*** INPUT FOR THIS TASK Section Begins ***

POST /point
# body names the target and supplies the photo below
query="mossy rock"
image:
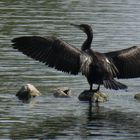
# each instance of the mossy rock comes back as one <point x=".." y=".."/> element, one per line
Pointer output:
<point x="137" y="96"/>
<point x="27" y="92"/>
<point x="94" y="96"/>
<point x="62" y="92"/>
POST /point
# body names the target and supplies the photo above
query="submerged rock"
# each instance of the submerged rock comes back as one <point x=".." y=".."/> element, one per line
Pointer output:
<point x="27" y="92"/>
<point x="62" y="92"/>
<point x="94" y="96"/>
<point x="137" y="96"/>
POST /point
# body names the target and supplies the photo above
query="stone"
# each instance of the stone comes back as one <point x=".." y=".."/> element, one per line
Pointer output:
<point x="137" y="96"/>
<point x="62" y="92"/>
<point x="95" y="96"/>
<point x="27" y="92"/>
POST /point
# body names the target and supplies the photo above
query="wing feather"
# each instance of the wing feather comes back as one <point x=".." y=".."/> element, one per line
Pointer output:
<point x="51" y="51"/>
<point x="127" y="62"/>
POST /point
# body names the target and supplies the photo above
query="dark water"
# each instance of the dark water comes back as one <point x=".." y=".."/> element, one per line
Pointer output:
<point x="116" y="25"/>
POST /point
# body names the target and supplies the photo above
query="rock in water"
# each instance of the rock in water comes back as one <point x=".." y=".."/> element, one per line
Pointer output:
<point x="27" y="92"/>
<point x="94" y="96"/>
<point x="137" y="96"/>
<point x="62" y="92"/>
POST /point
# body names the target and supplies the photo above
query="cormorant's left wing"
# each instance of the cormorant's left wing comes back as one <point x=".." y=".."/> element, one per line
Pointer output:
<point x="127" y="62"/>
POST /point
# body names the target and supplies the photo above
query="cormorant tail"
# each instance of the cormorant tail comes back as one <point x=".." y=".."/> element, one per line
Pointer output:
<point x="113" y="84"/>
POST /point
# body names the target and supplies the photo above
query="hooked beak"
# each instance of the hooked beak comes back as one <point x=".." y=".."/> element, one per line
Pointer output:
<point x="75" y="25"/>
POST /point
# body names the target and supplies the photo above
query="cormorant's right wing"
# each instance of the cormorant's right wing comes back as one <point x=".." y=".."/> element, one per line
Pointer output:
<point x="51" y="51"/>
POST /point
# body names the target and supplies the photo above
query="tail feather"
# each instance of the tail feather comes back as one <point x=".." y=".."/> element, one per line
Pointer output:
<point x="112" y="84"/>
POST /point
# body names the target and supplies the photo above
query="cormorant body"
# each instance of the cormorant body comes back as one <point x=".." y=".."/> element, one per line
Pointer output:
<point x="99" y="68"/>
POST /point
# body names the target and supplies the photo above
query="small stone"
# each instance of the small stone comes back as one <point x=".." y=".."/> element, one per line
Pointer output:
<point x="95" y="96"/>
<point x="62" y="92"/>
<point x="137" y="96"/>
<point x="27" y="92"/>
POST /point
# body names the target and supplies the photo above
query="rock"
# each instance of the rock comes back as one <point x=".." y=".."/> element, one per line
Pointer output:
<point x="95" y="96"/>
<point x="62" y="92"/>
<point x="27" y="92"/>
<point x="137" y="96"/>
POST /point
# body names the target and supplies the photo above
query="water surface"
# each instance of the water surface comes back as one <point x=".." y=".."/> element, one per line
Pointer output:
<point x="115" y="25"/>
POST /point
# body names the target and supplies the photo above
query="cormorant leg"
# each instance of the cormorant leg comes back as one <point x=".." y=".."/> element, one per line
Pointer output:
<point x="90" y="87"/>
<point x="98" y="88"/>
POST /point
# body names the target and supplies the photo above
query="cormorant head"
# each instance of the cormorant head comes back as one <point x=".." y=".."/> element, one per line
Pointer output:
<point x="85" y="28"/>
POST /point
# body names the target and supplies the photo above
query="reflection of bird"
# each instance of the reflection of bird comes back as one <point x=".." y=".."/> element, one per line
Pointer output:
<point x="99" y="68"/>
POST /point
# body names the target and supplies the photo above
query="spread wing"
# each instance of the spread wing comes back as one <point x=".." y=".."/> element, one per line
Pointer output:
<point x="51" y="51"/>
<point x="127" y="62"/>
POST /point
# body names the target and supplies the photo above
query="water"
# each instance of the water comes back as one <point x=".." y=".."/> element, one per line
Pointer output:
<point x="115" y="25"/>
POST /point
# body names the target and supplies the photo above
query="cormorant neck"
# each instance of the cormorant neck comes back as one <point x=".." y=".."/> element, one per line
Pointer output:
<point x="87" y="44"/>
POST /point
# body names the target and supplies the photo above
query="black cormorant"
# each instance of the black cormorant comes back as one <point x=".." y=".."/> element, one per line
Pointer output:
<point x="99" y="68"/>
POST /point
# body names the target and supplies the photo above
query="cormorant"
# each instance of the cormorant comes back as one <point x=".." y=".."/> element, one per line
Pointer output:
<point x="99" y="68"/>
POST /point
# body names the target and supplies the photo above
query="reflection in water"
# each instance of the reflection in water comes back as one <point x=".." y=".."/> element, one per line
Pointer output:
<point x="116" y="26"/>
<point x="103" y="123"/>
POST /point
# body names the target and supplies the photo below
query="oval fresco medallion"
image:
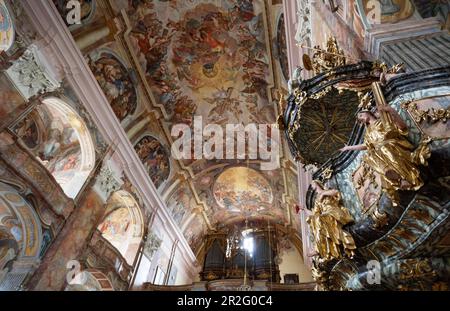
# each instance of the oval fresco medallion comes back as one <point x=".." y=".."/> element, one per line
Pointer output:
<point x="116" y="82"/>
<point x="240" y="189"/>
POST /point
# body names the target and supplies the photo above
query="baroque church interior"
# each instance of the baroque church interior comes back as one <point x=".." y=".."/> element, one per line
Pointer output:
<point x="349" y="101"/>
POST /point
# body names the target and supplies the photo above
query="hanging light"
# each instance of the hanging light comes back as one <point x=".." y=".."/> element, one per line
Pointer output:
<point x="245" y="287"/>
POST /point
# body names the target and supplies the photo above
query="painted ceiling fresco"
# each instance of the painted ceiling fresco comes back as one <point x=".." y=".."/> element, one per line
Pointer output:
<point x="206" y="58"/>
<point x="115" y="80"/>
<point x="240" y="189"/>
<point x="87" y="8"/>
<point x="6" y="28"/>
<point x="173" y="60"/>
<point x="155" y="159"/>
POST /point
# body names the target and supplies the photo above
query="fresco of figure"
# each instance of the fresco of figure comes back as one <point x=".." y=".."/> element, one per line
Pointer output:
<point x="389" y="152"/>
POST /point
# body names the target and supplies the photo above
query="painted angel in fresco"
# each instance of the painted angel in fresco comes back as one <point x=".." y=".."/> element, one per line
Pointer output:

*** INPUT FOR THIS TASK Section Ends ***

## REQUIRED WORK
Transcribe the records above exactly, leaving every picture out of the copy.

## ANSWER SPACE
POST /point
# body names the target and supplies the photo below
query="mossy rock"
image:
# each instance of the mossy rock comes back as one <point x=".." y=".."/> element, one per line
Pointer output:
<point x="137" y="96"/>
<point x="27" y="92"/>
<point x="94" y="96"/>
<point x="62" y="92"/>
POST /point
# body names the target and supplies the photo above
query="submerged rock"
# each instance of the submerged rock comes back as one <point x=".." y=".."/> element, one per line
Pointer output:
<point x="27" y="92"/>
<point x="62" y="92"/>
<point x="94" y="96"/>
<point x="137" y="96"/>
POST /point
# body names the target and supplies the photo above
query="stone"
# each instance of the stone comes back as one <point x=".." y=".."/> element, one per line
Pointer output:
<point x="137" y="96"/>
<point x="62" y="92"/>
<point x="95" y="96"/>
<point x="27" y="92"/>
POST /point
# body names the target and supplies the photo above
query="wing feather"
# each instance of the wing feather comes back as one <point x=".." y=".."/> element, one per line
Pointer output:
<point x="51" y="51"/>
<point x="127" y="62"/>
POST /point
# body names the target and supplies the photo above
query="dark water"
# each instance of the dark water comes back as one <point x=".." y=".."/> element, one per line
Pointer output:
<point x="116" y="25"/>
POST /point
# body names the target and supplies the photo above
query="rock in water"
# each instance of the rock in water comes back as one <point x=".." y=".."/> element, one per line
Pointer output:
<point x="27" y="92"/>
<point x="94" y="96"/>
<point x="137" y="96"/>
<point x="62" y="92"/>
POST /point
# body names the target and supplies the photo above
query="cormorant's left wing"
# each instance of the cormorant's left wing comes back as one <point x=".." y=".."/> element, one per line
Pointer output:
<point x="127" y="62"/>
POST /point
# body names the target and supplies the photo above
query="cormorant tail"
# each instance of the cormorant tail comes back as one <point x=".." y=".."/> element, one per line
Pointer output:
<point x="113" y="84"/>
POST /point
# body names the target and supplies the photo above
query="hooked beak"
# each instance of the hooked beak comes back as one <point x=".." y=".."/> element, one per line
Pointer output:
<point x="75" y="25"/>
POST /point
# body names the target and supplies the photo above
query="cormorant's right wing"
# each instance of the cormorant's right wing comes back as one <point x=".." y=".."/> element, one per line
Pointer output:
<point x="51" y="51"/>
POST /point
# body names the target and supplies the photo above
query="tail feather"
# each instance of the tail feather comes back as one <point x=".." y=".."/> element, one per line
Pointer output:
<point x="112" y="84"/>
POST /point
# body names the target and supplies the photo above
query="cormorant body"
# each instance of the cormorant body comes back as one <point x=".." y=".."/> element, one per line
Pointer output:
<point x="99" y="68"/>
POST /point
# body names the target and supplies the photo above
query="small stone"
# each instance of the small stone comes back as one <point x=".." y=".."/> element, one per line
Pointer output:
<point x="95" y="96"/>
<point x="62" y="92"/>
<point x="137" y="96"/>
<point x="27" y="92"/>
POST /point
# body names the target and supplies the photo above
query="rock"
# each instance of the rock comes back as one <point x=".." y=".."/> element, one per line
Pointer output:
<point x="95" y="96"/>
<point x="62" y="92"/>
<point x="27" y="92"/>
<point x="137" y="96"/>
POST /point
# body names the target and supplies the photo above
query="water surface"
# each instance of the water surface comes back as one <point x=".." y=".."/> element, one per line
Pointer output:
<point x="115" y="25"/>
POST /point
# body names the target and supplies the photo above
query="cormorant leg"
# each instance of the cormorant leg comes back as one <point x=".." y=".."/> element, one per line
Pointer output:
<point x="90" y="87"/>
<point x="98" y="88"/>
POST /point
# body names the target and supplies the photo above
query="cormorant head"
# each instance of the cormorant head comes back as one <point x=".." y=".."/> element, one per line
Pointer output:
<point x="85" y="28"/>
POST /point
# body names the target and supplies the photo above
query="reflection of bird"
# each instance of the reflection of bird comes back as one <point x=".." y=".."/> element, one per line
Pointer output:
<point x="99" y="68"/>
POST /point
# body names the target and supplies the photo above
query="spread wing"
# each instance of the spread wing comes back as one <point x=".." y=".."/> element, one per line
Pointer output:
<point x="51" y="51"/>
<point x="127" y="62"/>
POST /point
# body names the target and supplies the photo above
query="water"
# each instance of the water comes back as one <point x=".." y=".."/> element, one per line
Pointer output:
<point x="115" y="25"/>
POST /point
# body names the target and supplies the photo above
query="cormorant neck"
# each instance of the cormorant neck comes back as one <point x=".." y=".."/> element, one per line
Pointer output:
<point x="87" y="44"/>
POST /point
# body names the target and supplies the photo above
query="black cormorant"
# each instance of the black cormorant comes back as one <point x=".." y=".."/> element, one per line
Pointer output:
<point x="99" y="68"/>
POST /point
# body names the target and supplies the photo above
query="cormorant"
# each instance of the cormorant comes back as one <point x=".." y=".."/> element, one per line
Pointer output:
<point x="99" y="68"/>
POST /point
# body names the target and supplies the photo above
query="reflection in water"
# each instance of the reflection in water comes back as one <point x=".." y=".."/> element, one per line
Pointer output:
<point x="116" y="26"/>
<point x="103" y="123"/>
POST /point
# body names the target and supplies the photo below
query="oval fresco medallion"
image:
# each instance of the oval fresco medallion comes back as one <point x=".." y=".."/> element, one per line
Pointer output:
<point x="116" y="82"/>
<point x="240" y="189"/>
POST /point
# body names the target and supplies the photo above
query="baroque church interior"
# each instance of the baroque church interior comes back as one <point x=".." y=".."/> element, one per line
Pointer output:
<point x="349" y="101"/>
POST /point
# body names the target and supplies the photo above
query="hanging light"
# each instance of the hanging light comes back as one <point x=".." y=".."/> element, one per line
Pointer output:
<point x="245" y="287"/>
POST /point
# body names the target and supplies the photo above
query="painted ceiling fresco"
# each instance of the painted ceiling fresco comes back as one <point x=".." y=".."/> element, one per line
Pointer output:
<point x="206" y="58"/>
<point x="115" y="80"/>
<point x="240" y="189"/>
<point x="87" y="8"/>
<point x="6" y="28"/>
<point x="173" y="60"/>
<point x="155" y="159"/>
POST /point
# body names the target and supplies the photo above
query="fresco of figure"
# each instance of the fresco of figure comes back as one <point x=".." y=".."/> element, one per line
Pointer output:
<point x="389" y="152"/>
POST /point
# body names the target and supplies the photo above
query="painted angel in fresco"
# each instance of the painted angel in fresco comes back as one <point x=".." y=".."/> element, one per line
Pointer output:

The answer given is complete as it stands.